# [Given exercise]
Rewrite the records below, substituting "example for a single instance" for every occurrence of "sample for one instance" and leaving everything else unchanged.

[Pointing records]
★ ★ ★
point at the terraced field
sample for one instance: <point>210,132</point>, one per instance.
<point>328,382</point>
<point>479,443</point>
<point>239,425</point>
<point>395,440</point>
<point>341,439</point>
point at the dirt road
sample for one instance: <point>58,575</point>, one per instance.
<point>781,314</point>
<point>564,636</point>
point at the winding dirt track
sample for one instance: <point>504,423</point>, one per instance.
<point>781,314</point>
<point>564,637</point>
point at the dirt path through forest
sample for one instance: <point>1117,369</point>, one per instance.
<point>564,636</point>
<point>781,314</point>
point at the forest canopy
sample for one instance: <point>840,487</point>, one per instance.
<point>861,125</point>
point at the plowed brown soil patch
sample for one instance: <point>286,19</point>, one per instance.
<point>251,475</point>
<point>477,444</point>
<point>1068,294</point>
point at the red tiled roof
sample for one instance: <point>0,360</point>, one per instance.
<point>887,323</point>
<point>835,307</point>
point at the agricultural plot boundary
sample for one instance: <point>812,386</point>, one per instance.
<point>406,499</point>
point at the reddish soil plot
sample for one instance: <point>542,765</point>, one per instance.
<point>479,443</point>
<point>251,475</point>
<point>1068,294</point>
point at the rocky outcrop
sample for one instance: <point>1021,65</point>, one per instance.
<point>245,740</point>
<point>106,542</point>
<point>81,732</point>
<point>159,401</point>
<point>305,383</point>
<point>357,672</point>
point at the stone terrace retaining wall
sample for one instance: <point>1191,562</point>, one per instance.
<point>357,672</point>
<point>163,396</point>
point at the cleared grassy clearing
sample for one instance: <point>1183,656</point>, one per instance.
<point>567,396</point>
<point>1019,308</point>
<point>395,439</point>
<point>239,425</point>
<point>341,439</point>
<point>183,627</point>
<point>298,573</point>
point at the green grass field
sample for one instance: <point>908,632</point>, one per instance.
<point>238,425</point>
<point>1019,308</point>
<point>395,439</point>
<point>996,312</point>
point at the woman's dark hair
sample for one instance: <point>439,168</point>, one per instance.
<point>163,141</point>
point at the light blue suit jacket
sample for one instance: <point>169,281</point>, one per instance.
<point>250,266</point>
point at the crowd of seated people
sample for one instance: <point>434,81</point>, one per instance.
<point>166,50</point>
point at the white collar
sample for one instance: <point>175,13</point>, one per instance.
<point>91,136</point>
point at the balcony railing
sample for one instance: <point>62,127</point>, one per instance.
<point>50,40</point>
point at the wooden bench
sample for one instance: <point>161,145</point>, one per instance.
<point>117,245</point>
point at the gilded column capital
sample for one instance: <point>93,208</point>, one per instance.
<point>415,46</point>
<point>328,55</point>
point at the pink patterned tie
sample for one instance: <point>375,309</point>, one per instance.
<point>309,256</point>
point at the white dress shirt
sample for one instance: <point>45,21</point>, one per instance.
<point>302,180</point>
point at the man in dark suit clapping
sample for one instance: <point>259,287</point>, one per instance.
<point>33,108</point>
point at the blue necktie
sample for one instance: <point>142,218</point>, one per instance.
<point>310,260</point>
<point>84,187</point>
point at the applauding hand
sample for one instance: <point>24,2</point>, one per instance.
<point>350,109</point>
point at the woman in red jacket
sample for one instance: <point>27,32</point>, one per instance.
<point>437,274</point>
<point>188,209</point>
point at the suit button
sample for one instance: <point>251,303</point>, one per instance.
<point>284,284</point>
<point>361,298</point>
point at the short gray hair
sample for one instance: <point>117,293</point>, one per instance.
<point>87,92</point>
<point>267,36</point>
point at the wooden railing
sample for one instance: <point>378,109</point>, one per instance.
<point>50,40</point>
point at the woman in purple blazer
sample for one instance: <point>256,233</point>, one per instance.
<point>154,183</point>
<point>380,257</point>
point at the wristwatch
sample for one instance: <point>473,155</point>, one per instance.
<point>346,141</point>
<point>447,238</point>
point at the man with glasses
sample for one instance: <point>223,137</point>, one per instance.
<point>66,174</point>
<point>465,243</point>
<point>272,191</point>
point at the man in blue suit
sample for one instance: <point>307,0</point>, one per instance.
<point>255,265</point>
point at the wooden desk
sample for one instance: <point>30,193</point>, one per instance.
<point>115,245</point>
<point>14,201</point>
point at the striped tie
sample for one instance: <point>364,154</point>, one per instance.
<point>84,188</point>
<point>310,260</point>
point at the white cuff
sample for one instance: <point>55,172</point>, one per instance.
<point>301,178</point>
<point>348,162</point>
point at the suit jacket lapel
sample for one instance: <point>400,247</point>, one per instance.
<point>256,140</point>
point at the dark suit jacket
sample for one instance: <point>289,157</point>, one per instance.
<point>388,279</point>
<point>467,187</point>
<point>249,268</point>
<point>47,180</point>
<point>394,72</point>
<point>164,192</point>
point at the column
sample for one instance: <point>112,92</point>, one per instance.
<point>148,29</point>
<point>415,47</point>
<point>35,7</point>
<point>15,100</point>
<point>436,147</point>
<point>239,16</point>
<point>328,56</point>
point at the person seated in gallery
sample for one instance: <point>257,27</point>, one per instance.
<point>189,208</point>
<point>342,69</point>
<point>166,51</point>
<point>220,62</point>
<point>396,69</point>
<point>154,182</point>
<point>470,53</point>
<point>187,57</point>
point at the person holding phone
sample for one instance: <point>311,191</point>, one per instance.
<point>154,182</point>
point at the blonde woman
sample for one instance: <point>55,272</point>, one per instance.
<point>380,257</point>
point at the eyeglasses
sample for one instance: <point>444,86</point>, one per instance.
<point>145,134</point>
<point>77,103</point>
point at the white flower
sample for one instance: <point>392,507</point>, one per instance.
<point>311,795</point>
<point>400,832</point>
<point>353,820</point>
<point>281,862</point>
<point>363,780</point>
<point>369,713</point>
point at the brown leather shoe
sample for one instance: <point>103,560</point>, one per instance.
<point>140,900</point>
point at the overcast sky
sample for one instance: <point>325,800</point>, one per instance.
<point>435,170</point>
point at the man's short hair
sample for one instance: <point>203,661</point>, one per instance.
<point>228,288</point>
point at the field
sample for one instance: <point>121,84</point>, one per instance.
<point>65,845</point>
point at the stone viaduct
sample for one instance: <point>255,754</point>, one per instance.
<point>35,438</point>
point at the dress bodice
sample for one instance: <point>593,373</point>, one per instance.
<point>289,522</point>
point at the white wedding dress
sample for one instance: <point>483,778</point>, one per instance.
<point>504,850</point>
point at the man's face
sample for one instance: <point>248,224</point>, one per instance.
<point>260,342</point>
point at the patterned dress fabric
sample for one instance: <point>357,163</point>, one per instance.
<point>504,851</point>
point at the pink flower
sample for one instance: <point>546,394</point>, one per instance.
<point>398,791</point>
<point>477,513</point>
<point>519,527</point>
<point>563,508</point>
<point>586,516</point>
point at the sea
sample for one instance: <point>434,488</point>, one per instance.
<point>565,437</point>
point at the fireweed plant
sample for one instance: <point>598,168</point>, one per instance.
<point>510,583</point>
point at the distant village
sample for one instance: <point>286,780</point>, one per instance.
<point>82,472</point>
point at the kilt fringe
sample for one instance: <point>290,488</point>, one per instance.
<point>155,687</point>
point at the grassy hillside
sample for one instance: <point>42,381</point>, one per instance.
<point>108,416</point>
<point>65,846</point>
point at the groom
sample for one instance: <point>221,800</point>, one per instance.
★ ★ ★
# [Result of the exercise]
point at the terraced field
example for a single instance: <point>210,132</point>, one per instance.
<point>328,382</point>
<point>479,443</point>
<point>239,425</point>
<point>395,440</point>
<point>341,439</point>
point at the dirt road
example for a single instance: <point>58,575</point>, one per instance.
<point>781,314</point>
<point>564,636</point>
point at the winding dirt track
example for a single instance: <point>504,423</point>, one per instance.
<point>781,314</point>
<point>564,637</point>
point at the dirt path through forest
example for a single instance: <point>1117,369</point>, one per instance.
<point>564,636</point>
<point>781,314</point>
point at the forest canopy
example for a single instance: <point>840,487</point>, one per instance.
<point>861,125</point>
point at the plowed brown soil patch
example for a single instance: <point>286,19</point>, one per instance.
<point>251,475</point>
<point>477,444</point>
<point>1068,294</point>
point at the red tiled roof
example for a single instance: <point>0,360</point>, one per instance.
<point>887,323</point>
<point>835,307</point>
point at the agricultural plot boundary
example for a single instance: <point>812,386</point>, one per instance.
<point>406,499</point>
point at the reddish soil plot
example for a single instance: <point>542,765</point>, one per instance.
<point>479,443</point>
<point>251,475</point>
<point>1068,294</point>
point at the rocky outcrop
example for a single instance: <point>1021,65</point>, one per instance.
<point>245,740</point>
<point>106,542</point>
<point>81,732</point>
<point>159,401</point>
<point>305,383</point>
<point>357,672</point>
point at the stone terrace retaining wall
example for a single instance: <point>1191,562</point>, one per instance.
<point>357,672</point>
<point>163,396</point>
point at the cleared grassy clearing
example for a single instance: <point>1183,656</point>, one per instance.
<point>567,396</point>
<point>1019,308</point>
<point>395,439</point>
<point>239,425</point>
<point>341,439</point>
<point>183,627</point>
<point>298,573</point>
point at the green grass field
example for a single instance: <point>908,632</point>, one per instance.
<point>238,425</point>
<point>1019,308</point>
<point>395,439</point>
<point>996,312</point>
point at the woman's dark hair
example for a single instance: <point>439,168</point>, one per instance.
<point>163,141</point>
point at the light blue suit jacket
example for a single instance: <point>169,281</point>, one per instance.
<point>250,266</point>
point at the crowd of seated people
example for a single instance: <point>434,81</point>, one per instance.
<point>166,50</point>
point at the white collar
example for a single instance: <point>175,13</point>, one per instance.
<point>91,136</point>
point at the balcony railing
example for a single instance: <point>62,127</point>, one per instance.
<point>50,40</point>
point at the wooden bench
example for a single instance: <point>161,145</point>, one per instance.
<point>117,245</point>
point at the gilded column capital
example for a single instance: <point>93,208</point>, one per instance.
<point>415,46</point>
<point>328,55</point>
point at the pink patterned tie
example for a single instance: <point>375,309</point>, one per instance.
<point>309,256</point>
point at the white dress shirt
example for a single instance: <point>45,21</point>, one per instance.
<point>302,180</point>
point at the man in dark suit clapping
example for a single instance: <point>259,287</point>, one per instance.
<point>33,108</point>
point at the blue necktie
example for a single instance: <point>142,218</point>, one per instance.
<point>310,260</point>
<point>84,187</point>
point at the applauding hand
example for a single instance: <point>24,2</point>, one per instance.
<point>350,109</point>
point at the woman in red jacket
example for a single instance: <point>27,32</point>, one per instance.
<point>437,274</point>
<point>188,209</point>
point at the suit button
example for a single instance: <point>251,303</point>, one per instance.
<point>284,284</point>
<point>361,298</point>
point at the short gray hair
example for a single instance: <point>117,293</point>, one per instance.
<point>87,92</point>
<point>267,36</point>
point at the wooden railing
example for a single instance: <point>378,109</point>, one per instance.
<point>50,40</point>
point at the woman in purple blazer
example for a single instance: <point>256,233</point>, one per instance.
<point>154,183</point>
<point>380,257</point>
point at the wristwatch
example for a single instance: <point>473,155</point>, one per instance.
<point>346,141</point>
<point>447,238</point>
point at the man with glasses
example for a single instance: <point>223,137</point>, one per instance.
<point>66,174</point>
<point>465,243</point>
<point>272,191</point>
point at the man in blue suit
example for a single instance: <point>307,0</point>, one per instance.
<point>255,265</point>
point at the wooden desk
example for a single instance: <point>30,193</point>, one per instance.
<point>115,245</point>
<point>14,201</point>
point at the striped tie
example for a single instance: <point>364,154</point>, one per instance.
<point>84,188</point>
<point>310,260</point>
point at the white cuff
example for a single instance: <point>55,172</point>, one per instance.
<point>301,178</point>
<point>348,162</point>
point at the suit jacket lapel
example for a single instance: <point>400,247</point>, one per instance.
<point>256,140</point>
point at the dark suit jacket
example for a single instance: <point>289,157</point>, one per instance.
<point>388,279</point>
<point>467,187</point>
<point>249,268</point>
<point>47,180</point>
<point>394,72</point>
<point>164,192</point>
point at the column
example for a single instance: <point>112,92</point>, one per instance.
<point>148,29</point>
<point>415,47</point>
<point>35,7</point>
<point>15,100</point>
<point>436,147</point>
<point>239,16</point>
<point>328,56</point>
point at the person seated in gallery
example for a single instance: <point>257,27</point>, one per instance.
<point>189,208</point>
<point>342,69</point>
<point>166,51</point>
<point>220,62</point>
<point>396,69</point>
<point>154,182</point>
<point>470,53</point>
<point>187,57</point>
point at the person holding phone
example for a single instance: <point>311,191</point>, one per instance.
<point>154,182</point>
point at the blonde woman
example for a single instance: <point>55,272</point>, one per instance.
<point>380,257</point>
point at the eyeglasses
example for a single instance: <point>444,86</point>, one per instance.
<point>145,134</point>
<point>77,103</point>
point at the white flower
example for a single instance: <point>392,507</point>, one per instance.
<point>311,795</point>
<point>400,832</point>
<point>353,820</point>
<point>281,862</point>
<point>363,780</point>
<point>369,713</point>
point at the brown leather shoe
example for a single instance: <point>103,560</point>, one per instance.
<point>140,900</point>
point at the overcast sky
example for a single instance: <point>325,800</point>, one per instance.
<point>435,170</point>
point at the man's short hair
example for a single instance: <point>203,661</point>, one per instance.
<point>228,288</point>
point at the field
example for a single instance: <point>121,84</point>, one per instance.
<point>65,845</point>
point at the stone viaduct
example for a single instance: <point>255,754</point>, one per instance.
<point>35,438</point>
point at the dress bodice
example for a single instance: <point>593,373</point>, one per instance.
<point>289,522</point>
point at the white wedding dress
example for a single instance: <point>483,778</point>, one per instance.
<point>504,850</point>
point at the man's face
example for a single instance: <point>248,224</point>, one per instance.
<point>260,342</point>
point at the patterned dress fabric
example for a single instance: <point>357,163</point>, one per instance.
<point>504,851</point>
point at the pink flower
example for a single instance: <point>546,394</point>, one per instance.
<point>398,791</point>
<point>477,513</point>
<point>519,527</point>
<point>563,508</point>
<point>586,516</point>
point at the sea
example for a single instance: <point>434,488</point>, one per instance.
<point>565,437</point>
point at the fireweed plant
example for a single instance: <point>598,168</point>, one per instance.
<point>510,583</point>
point at the distant village
example for a single instance: <point>286,780</point>, one per instance.
<point>82,472</point>
point at the kilt fringe
example for a single instance: <point>290,488</point>, one per instance.
<point>155,687</point>
point at the grassy hillside
example for a single instance: <point>42,381</point>, one per instance.
<point>108,416</point>
<point>65,846</point>
point at the groom
example for a single instance: <point>221,800</point>, one per instance.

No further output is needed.